[Work required]:
Edit the listing, covering everything from its first line down to and including the line that contains "(1153, 133)", so that "drill" is replaced by "exercise" and all else stays unchanged. Leave the pictures out of your answer.
==========
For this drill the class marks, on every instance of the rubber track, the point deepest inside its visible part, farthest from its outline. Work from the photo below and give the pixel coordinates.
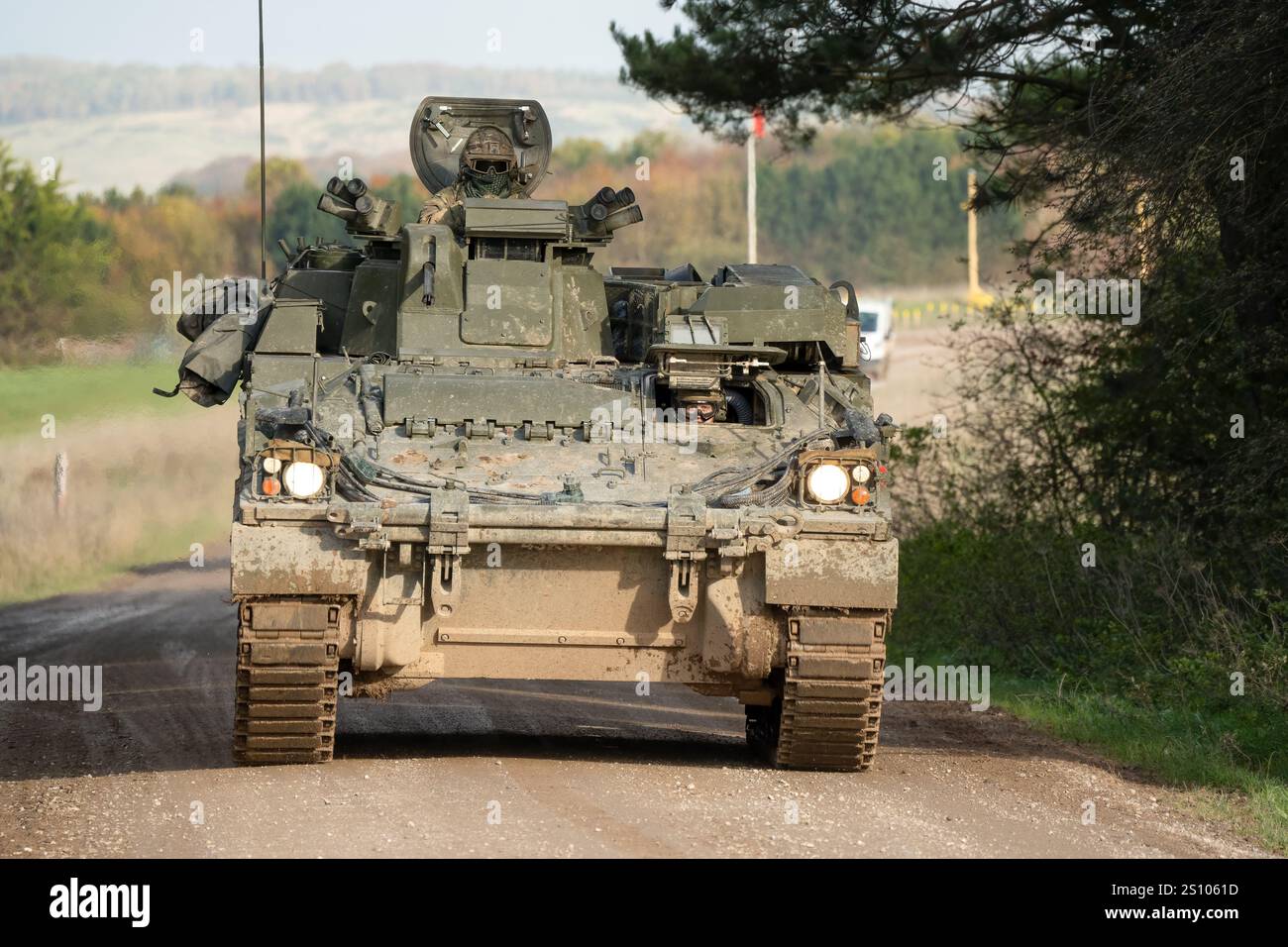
(286, 696)
(829, 711)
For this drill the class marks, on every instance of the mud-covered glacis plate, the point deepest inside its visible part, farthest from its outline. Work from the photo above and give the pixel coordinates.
(442, 125)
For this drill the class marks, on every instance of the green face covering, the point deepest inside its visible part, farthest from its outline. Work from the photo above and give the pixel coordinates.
(483, 183)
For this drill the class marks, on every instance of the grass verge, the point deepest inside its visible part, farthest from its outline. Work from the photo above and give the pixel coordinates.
(72, 393)
(1164, 715)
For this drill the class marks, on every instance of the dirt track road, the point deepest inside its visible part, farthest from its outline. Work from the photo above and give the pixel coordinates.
(570, 770)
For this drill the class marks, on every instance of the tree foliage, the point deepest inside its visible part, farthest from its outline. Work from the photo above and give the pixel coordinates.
(1153, 133)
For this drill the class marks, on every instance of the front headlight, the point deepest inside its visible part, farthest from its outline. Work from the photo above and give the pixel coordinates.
(825, 483)
(303, 478)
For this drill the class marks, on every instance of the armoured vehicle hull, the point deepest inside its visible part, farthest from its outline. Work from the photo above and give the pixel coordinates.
(469, 454)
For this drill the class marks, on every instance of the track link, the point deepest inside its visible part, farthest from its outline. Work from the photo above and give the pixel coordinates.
(828, 714)
(286, 692)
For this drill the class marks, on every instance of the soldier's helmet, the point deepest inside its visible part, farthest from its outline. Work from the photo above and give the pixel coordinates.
(488, 151)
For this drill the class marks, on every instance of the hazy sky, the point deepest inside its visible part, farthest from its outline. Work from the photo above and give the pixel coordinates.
(301, 35)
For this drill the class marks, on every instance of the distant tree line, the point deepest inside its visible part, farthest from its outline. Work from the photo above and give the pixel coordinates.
(864, 205)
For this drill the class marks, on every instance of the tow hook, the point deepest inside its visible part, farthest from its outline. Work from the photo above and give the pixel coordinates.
(684, 590)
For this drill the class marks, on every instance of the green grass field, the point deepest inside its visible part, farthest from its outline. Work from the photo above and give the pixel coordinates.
(146, 476)
(78, 392)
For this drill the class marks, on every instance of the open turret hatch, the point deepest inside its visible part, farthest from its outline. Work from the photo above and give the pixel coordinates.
(442, 125)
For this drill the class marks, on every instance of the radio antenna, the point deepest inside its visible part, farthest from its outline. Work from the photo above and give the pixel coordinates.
(263, 170)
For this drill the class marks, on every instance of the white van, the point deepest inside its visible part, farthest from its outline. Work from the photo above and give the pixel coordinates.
(876, 328)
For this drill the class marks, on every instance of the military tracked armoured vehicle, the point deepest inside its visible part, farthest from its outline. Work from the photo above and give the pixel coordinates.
(467, 453)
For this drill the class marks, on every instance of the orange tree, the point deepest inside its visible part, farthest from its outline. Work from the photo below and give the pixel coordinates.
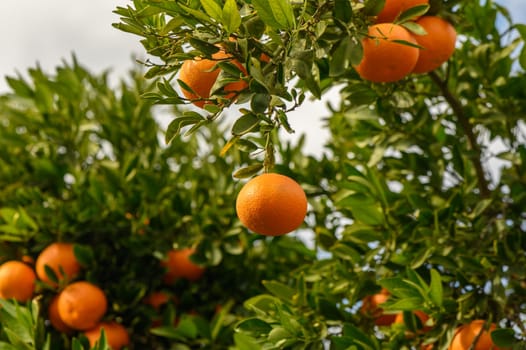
(405, 199)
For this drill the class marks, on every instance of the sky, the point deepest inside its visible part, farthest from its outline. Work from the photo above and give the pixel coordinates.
(49, 32)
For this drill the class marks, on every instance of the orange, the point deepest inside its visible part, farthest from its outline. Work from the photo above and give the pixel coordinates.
(371, 308)
(60, 258)
(116, 335)
(422, 316)
(17, 281)
(271, 204)
(384, 59)
(438, 44)
(199, 76)
(464, 336)
(179, 265)
(54, 317)
(393, 8)
(81, 305)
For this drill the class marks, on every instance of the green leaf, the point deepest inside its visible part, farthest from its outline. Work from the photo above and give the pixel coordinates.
(340, 59)
(260, 102)
(254, 327)
(275, 13)
(368, 214)
(503, 337)
(373, 7)
(262, 304)
(280, 290)
(84, 255)
(436, 292)
(213, 9)
(175, 126)
(245, 124)
(245, 342)
(412, 13)
(248, 171)
(231, 17)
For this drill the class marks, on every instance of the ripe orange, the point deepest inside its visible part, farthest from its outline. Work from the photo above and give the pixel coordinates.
(438, 44)
(17, 280)
(59, 257)
(384, 59)
(179, 265)
(116, 335)
(465, 335)
(393, 8)
(422, 316)
(371, 308)
(197, 74)
(271, 205)
(81, 305)
(54, 317)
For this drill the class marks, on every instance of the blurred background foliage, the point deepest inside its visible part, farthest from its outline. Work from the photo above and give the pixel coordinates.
(401, 198)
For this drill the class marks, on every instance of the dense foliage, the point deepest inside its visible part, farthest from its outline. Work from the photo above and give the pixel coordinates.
(401, 198)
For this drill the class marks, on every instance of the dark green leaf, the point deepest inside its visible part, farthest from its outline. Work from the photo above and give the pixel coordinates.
(503, 337)
(245, 124)
(247, 171)
(231, 16)
(213, 9)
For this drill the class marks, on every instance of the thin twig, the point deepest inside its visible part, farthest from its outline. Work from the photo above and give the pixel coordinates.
(458, 110)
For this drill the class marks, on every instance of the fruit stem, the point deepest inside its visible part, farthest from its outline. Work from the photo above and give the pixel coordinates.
(268, 162)
(457, 108)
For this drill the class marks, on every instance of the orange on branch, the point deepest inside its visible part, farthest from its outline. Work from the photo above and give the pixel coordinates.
(466, 334)
(393, 8)
(61, 259)
(54, 317)
(271, 205)
(179, 265)
(81, 305)
(371, 308)
(17, 281)
(387, 53)
(116, 335)
(199, 75)
(437, 45)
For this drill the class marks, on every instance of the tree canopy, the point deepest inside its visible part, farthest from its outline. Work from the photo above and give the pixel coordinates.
(404, 199)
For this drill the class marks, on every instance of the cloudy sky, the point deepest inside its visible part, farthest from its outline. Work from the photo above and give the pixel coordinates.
(48, 32)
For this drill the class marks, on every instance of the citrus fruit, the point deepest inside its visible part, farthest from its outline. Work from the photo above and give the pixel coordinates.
(271, 204)
(465, 335)
(393, 8)
(198, 74)
(371, 308)
(17, 281)
(386, 55)
(60, 258)
(54, 317)
(81, 305)
(116, 335)
(179, 265)
(437, 45)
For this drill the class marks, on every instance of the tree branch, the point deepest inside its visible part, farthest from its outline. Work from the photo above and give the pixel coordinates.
(458, 110)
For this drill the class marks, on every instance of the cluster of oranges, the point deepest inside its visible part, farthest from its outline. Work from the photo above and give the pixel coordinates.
(473, 335)
(391, 52)
(76, 306)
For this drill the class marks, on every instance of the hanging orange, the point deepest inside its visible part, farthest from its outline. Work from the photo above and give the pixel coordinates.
(386, 55)
(198, 75)
(271, 205)
(437, 45)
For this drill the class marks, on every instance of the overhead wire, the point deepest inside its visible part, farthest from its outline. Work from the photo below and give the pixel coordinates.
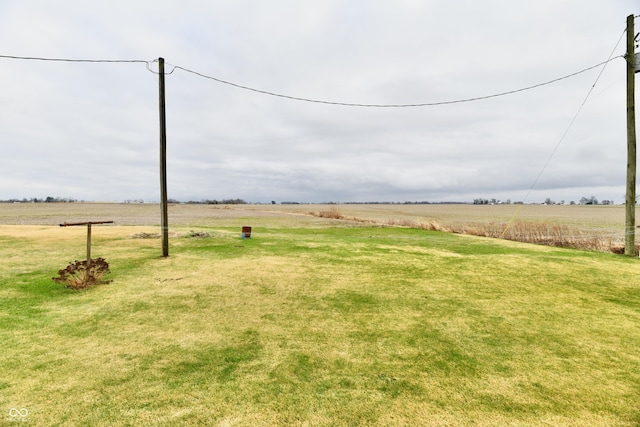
(565, 133)
(311, 100)
(39, 58)
(421, 104)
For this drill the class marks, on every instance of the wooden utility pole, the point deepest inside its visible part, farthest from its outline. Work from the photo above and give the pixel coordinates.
(630, 222)
(164, 217)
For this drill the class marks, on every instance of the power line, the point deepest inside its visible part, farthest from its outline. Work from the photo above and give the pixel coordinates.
(38, 58)
(298, 98)
(564, 135)
(423, 104)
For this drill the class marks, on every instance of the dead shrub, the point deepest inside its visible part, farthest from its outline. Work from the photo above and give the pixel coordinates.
(79, 274)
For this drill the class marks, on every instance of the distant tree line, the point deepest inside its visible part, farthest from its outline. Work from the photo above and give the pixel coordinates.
(48, 199)
(214, 202)
(583, 201)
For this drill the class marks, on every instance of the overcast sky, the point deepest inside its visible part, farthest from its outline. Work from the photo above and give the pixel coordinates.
(90, 131)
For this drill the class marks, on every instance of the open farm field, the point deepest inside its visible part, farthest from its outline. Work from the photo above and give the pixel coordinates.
(609, 219)
(314, 320)
(585, 227)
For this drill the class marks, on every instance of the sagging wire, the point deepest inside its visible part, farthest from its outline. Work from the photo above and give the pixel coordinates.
(571, 123)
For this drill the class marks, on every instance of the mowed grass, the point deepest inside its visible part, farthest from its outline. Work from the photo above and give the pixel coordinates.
(323, 325)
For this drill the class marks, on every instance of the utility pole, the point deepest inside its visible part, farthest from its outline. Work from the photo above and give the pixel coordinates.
(164, 217)
(630, 221)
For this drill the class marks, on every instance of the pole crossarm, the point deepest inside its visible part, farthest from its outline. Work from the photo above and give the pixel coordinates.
(70, 224)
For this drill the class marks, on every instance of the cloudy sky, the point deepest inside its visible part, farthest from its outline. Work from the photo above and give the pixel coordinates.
(90, 131)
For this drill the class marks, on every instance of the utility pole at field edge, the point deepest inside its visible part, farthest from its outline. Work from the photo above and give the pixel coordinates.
(164, 217)
(630, 217)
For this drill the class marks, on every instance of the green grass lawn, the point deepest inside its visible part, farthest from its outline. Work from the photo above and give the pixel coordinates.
(317, 326)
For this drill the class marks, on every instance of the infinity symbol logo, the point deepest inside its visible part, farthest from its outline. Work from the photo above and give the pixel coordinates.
(22, 412)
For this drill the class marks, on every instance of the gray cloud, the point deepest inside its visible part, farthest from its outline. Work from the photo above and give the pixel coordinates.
(90, 131)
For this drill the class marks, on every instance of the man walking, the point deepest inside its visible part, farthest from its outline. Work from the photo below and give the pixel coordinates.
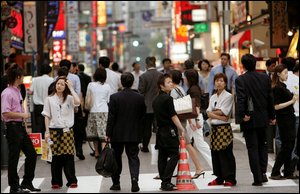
(256, 88)
(125, 120)
(148, 87)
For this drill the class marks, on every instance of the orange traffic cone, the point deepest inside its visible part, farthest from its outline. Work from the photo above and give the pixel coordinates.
(184, 180)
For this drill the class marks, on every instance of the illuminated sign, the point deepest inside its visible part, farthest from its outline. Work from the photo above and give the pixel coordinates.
(201, 27)
(199, 15)
(60, 34)
(57, 51)
(101, 12)
(181, 31)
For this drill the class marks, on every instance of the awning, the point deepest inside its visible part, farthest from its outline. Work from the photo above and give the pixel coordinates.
(236, 41)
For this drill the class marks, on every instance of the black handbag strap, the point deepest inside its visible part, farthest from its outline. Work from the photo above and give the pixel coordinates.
(179, 92)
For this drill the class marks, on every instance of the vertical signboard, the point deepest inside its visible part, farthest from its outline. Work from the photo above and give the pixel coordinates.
(72, 26)
(180, 30)
(279, 24)
(101, 12)
(30, 35)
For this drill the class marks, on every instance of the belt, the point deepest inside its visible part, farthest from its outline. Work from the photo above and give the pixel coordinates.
(15, 123)
(224, 124)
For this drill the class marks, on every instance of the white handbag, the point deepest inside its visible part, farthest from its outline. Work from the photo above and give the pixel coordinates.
(183, 104)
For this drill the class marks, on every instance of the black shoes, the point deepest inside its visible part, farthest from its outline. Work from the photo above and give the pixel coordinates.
(168, 187)
(18, 190)
(115, 187)
(80, 156)
(30, 187)
(278, 177)
(265, 179)
(257, 184)
(144, 149)
(134, 186)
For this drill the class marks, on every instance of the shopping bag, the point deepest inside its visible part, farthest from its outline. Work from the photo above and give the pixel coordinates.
(106, 164)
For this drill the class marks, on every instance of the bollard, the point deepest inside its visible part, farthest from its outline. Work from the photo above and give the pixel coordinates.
(4, 149)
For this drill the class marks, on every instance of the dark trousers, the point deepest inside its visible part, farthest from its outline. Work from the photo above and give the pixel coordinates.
(287, 132)
(256, 142)
(270, 137)
(79, 130)
(132, 151)
(224, 166)
(39, 120)
(167, 161)
(148, 129)
(60, 163)
(18, 139)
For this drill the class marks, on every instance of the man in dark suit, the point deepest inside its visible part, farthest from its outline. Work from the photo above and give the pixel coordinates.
(148, 87)
(124, 129)
(254, 123)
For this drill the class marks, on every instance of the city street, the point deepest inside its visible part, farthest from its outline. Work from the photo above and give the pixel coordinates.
(90, 182)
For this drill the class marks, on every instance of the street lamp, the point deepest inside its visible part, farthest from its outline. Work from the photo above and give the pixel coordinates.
(159, 45)
(135, 43)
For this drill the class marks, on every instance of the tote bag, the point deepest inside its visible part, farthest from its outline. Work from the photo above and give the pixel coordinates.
(185, 106)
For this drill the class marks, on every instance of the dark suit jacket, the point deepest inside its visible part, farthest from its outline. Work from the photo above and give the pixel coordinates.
(84, 81)
(148, 87)
(258, 86)
(126, 115)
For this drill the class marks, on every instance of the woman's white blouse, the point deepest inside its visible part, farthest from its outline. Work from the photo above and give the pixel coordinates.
(223, 102)
(61, 115)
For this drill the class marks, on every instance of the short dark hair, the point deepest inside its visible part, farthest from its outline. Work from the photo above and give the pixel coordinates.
(13, 72)
(115, 66)
(7, 65)
(81, 67)
(249, 62)
(226, 54)
(176, 76)
(63, 71)
(127, 79)
(162, 78)
(192, 77)
(134, 63)
(45, 69)
(201, 61)
(104, 61)
(100, 75)
(269, 62)
(166, 59)
(221, 75)
(150, 61)
(289, 62)
(189, 64)
(65, 63)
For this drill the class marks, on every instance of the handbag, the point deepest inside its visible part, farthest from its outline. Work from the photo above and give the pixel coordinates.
(106, 163)
(185, 106)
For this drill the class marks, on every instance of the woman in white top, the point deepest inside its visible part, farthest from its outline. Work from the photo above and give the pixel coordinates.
(97, 98)
(59, 118)
(178, 92)
(221, 137)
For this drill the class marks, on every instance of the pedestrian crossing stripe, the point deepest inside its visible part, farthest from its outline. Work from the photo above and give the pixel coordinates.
(92, 184)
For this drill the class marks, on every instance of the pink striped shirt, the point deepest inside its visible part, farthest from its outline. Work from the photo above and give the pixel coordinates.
(11, 101)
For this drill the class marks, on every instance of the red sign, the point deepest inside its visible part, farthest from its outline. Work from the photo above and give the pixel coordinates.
(57, 51)
(180, 30)
(36, 139)
(60, 24)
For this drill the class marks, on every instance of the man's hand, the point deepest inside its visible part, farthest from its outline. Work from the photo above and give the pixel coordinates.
(246, 118)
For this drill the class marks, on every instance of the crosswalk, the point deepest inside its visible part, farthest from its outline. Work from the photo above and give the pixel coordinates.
(95, 184)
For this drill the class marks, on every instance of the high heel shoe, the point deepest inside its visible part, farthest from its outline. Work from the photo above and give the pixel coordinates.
(197, 175)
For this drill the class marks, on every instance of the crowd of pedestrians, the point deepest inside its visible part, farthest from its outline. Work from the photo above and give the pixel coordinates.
(125, 108)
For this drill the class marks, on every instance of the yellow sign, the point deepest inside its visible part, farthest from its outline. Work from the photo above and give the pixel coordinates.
(101, 13)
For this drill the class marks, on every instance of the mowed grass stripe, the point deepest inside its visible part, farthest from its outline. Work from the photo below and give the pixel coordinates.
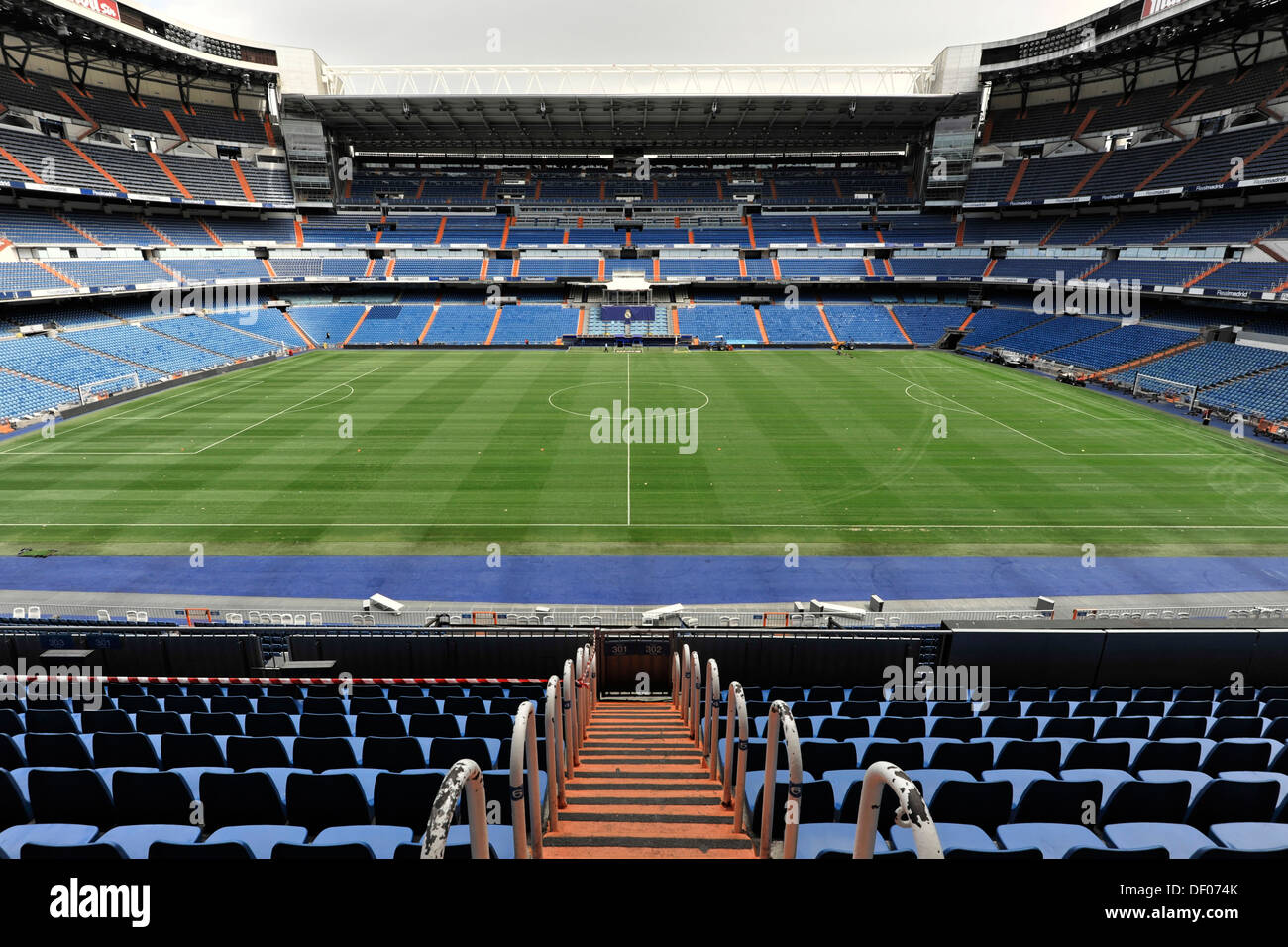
==========
[Reply to the exercise]:
For this exercise the class marks, on every instance of the rubber track, the point deepest inside its visible part, farthest from its outline. Work from the photo below and give the pixel coordinates.
(286, 696)
(829, 711)
For this exercise the class marks, on every instance of the mud-covered glacis plate, the point deepest inside its visible part, farthest from its outline. Work from the photo above and give the pixel coordinates.
(442, 125)
For this exercise the class marks, on every instance of the green face covering, the point deepest inside its visible part, farthest from its outline. Work from the photo above and give the pixel coordinates.
(483, 183)
For this exercise the class marks, on every instance of the grass verge, the point deepest inside its visible part, farthest from its outline. Work from the photo above and give the pixel coordinates.
(72, 393)
(1164, 715)
For this exercise the class marks, on every instance of the dirt track road, the point deepest inside its visible part, farthest from its outline. Work from the photo above and give the pixel coordinates.
(570, 770)
For this exercise the class marks, on every instance of the tree foliage, the point deepest inside its visible part, farthest from its outline. Work from the photo above and give the pixel coordinates.
(1153, 133)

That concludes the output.